Task goal: Starting at the line that contains "Could you point out the green" and ending with the last line of the material, convert those lines into a JSON list of strings, one string per line, leaving out any blank lines.

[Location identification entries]
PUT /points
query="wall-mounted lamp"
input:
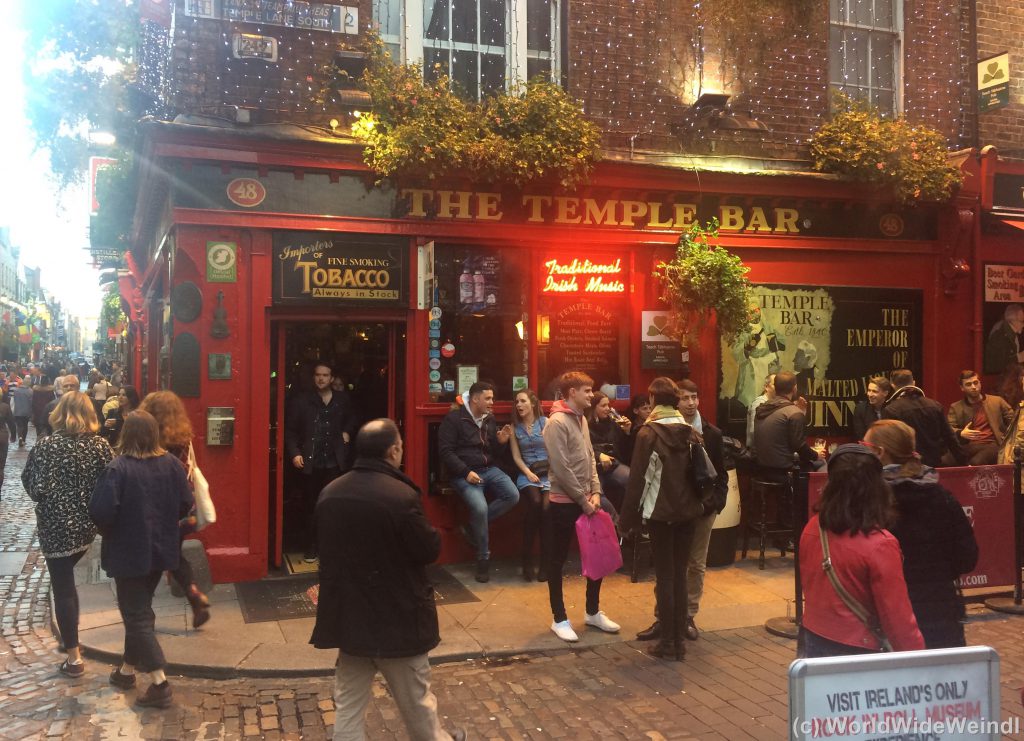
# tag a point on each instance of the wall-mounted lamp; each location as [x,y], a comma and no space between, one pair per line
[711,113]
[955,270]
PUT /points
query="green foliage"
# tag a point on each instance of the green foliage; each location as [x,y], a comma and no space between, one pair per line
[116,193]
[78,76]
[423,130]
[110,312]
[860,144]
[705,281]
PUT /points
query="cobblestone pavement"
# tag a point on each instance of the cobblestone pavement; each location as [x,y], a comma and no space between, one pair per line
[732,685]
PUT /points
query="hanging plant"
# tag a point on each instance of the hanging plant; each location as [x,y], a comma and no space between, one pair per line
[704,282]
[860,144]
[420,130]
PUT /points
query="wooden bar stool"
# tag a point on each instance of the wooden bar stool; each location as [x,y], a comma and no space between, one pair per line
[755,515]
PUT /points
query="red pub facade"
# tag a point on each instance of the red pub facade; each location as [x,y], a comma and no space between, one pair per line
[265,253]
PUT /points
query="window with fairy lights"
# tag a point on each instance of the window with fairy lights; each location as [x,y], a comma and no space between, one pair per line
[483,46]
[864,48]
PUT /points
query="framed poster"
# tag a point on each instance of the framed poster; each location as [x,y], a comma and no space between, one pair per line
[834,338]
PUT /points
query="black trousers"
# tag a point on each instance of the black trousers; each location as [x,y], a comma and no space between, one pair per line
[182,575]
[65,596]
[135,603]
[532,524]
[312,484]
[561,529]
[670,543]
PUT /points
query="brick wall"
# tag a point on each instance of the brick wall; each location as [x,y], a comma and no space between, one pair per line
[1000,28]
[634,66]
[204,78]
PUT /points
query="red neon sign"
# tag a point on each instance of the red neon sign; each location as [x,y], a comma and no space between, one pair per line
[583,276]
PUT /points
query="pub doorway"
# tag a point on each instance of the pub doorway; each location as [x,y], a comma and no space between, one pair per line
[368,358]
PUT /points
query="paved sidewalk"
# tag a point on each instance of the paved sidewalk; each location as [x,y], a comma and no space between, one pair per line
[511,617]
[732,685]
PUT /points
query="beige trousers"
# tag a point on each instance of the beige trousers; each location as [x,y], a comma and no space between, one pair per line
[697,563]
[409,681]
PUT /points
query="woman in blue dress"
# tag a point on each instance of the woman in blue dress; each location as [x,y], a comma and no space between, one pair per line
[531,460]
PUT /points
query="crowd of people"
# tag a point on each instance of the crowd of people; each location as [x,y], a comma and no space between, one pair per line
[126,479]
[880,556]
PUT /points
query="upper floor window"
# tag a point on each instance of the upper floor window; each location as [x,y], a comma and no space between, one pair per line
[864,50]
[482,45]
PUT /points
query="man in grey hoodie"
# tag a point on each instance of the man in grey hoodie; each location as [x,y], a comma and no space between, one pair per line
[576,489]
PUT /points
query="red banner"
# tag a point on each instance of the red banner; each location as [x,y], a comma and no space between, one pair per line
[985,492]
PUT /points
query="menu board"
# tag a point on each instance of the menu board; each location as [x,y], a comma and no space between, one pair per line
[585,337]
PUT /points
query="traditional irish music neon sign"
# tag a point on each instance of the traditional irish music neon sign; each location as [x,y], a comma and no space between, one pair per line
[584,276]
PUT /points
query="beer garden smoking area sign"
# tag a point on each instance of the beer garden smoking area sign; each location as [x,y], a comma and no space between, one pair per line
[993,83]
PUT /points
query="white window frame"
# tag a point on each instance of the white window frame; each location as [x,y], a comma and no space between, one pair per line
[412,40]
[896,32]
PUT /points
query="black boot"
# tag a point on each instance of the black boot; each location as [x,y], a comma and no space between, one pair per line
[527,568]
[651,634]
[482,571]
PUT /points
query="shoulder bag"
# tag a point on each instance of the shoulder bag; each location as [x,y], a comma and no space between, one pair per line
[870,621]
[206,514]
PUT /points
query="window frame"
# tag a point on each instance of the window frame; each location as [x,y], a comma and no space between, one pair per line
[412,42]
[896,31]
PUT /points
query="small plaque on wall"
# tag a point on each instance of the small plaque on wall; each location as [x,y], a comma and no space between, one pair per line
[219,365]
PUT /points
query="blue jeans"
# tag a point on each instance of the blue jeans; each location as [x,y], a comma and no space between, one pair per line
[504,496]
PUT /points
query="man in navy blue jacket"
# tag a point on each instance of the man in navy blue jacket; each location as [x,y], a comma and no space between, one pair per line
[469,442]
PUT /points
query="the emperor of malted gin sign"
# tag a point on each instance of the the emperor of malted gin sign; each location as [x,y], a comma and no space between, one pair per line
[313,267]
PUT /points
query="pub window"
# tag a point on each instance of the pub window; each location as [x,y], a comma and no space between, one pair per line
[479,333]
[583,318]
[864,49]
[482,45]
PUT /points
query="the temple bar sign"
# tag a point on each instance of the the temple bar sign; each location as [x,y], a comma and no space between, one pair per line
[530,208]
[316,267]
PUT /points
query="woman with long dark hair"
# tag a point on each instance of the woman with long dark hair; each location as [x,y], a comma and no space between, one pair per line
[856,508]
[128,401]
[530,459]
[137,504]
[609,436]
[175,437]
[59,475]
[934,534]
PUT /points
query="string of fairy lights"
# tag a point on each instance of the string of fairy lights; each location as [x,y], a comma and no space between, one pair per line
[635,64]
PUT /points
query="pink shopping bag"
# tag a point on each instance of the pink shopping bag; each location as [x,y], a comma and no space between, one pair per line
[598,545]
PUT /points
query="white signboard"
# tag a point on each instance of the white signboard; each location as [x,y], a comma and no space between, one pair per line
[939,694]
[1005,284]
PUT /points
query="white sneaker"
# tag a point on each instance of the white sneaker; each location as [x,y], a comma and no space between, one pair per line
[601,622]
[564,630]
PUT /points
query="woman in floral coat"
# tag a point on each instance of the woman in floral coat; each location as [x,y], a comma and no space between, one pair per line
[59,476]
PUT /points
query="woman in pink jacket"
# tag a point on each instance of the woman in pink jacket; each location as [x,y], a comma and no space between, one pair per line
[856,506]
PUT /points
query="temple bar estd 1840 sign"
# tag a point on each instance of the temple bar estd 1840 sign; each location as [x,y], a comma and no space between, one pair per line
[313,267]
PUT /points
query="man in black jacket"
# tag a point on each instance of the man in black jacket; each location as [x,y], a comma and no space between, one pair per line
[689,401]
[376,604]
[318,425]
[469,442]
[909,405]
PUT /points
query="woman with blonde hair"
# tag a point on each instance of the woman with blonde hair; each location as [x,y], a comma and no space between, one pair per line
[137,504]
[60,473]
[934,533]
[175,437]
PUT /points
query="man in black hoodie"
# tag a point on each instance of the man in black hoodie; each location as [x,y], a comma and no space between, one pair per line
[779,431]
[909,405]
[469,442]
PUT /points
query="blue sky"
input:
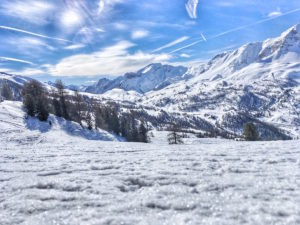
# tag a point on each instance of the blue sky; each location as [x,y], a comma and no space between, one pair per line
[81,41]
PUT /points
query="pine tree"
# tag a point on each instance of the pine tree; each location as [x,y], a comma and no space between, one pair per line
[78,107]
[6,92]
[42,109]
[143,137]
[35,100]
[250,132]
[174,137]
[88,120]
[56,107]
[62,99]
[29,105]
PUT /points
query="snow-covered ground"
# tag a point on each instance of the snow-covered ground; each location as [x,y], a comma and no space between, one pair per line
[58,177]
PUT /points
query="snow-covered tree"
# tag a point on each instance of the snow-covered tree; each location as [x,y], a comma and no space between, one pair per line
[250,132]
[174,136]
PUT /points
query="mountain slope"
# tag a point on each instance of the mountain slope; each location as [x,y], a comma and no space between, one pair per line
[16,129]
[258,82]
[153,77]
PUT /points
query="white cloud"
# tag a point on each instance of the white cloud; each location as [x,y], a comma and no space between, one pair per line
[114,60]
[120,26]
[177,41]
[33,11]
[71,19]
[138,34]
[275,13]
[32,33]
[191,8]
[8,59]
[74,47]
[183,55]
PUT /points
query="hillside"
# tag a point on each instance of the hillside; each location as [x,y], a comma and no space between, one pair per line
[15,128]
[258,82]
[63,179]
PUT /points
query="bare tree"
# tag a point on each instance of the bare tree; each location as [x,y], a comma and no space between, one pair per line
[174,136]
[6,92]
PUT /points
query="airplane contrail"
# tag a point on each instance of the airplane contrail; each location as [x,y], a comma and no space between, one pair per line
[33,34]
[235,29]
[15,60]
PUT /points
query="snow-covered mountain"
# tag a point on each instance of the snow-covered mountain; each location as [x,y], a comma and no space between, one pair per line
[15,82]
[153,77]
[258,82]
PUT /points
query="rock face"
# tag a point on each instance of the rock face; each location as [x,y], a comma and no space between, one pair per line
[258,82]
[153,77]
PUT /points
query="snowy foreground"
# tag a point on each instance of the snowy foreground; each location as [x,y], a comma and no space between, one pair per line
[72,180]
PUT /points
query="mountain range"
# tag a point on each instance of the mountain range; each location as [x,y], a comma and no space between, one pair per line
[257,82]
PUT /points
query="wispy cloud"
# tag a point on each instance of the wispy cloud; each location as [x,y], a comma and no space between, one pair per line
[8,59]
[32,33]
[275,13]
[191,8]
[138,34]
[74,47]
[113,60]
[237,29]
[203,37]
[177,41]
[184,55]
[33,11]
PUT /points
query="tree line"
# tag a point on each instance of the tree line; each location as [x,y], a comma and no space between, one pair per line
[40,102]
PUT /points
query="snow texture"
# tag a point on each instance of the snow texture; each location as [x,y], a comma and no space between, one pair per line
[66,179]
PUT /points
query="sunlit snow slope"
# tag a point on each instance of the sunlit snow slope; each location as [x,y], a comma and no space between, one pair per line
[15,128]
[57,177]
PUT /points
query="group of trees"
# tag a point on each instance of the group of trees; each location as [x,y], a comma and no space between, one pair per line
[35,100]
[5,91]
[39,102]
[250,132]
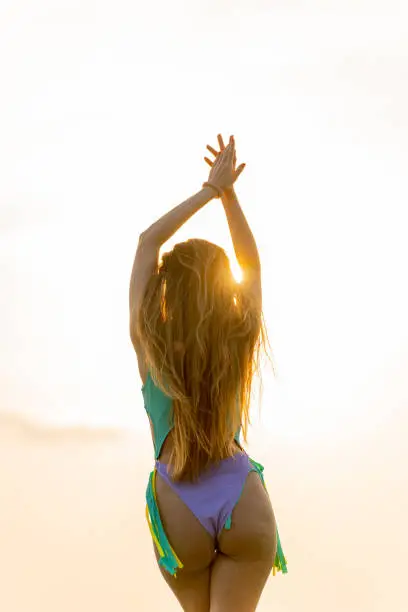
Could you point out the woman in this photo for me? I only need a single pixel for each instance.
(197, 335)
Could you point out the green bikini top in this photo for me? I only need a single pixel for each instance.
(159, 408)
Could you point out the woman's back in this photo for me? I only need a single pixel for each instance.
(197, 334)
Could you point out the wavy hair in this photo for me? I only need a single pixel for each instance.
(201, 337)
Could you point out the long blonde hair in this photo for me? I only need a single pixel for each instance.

Solved problem:
[
  "Could you point out the green bikini top in this photo for me? I only need a single pixel for each instance.",
  "(159, 408)",
  "Could you point out the woman's back in this photo for me? I only need a single pixel for each instance.",
  "(197, 334)",
  "Could you point out the wavy hair in this photo for me? I only need a single pixel for each instance.",
  "(201, 337)",
  "Could you point out the long blonde hair in this photo for me? I only need a single pixel for each instance."
]